══ Материал упражнения

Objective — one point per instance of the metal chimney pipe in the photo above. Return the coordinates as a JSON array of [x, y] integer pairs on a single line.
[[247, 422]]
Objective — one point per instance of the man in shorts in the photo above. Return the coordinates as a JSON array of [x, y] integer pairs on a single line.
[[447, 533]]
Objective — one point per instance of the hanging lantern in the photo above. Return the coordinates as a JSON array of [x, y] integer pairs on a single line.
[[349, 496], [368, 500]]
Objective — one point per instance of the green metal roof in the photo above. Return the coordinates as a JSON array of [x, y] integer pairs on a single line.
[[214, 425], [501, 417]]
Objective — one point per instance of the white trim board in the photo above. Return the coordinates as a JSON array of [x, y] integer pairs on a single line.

════

Перепишите все записи выше и замените «Objective» на «Task». Остальной текст не меняйте.

## Выполненное упражнение
Task — one point per instance of the metal chimney pipe in the photo above. Return the coordinates as a JSON array of [x, y] integer pairs on a single line.
[[247, 422]]
Task — one point per instance of the man in shorts in the photo above. Return the coordinates as a JSON array of [x, y] integer pairs on a single line.
[[447, 533]]
Task — one point per instance of the hanging lantern in the photo above. Return the coordinates as a JSON array of [x, y] integer pairs on a single line.
[[349, 496], [368, 500]]
Task — one point per instance of the green metal roof in the photo above. Return the coordinates as a JSON array of [x, y] integer pairs on a single line.
[[214, 425], [501, 417]]
Task — one point per instance of the white trim board in the photo above. Return the coordinates as a JSON array of [x, y] integer pairs on a single line.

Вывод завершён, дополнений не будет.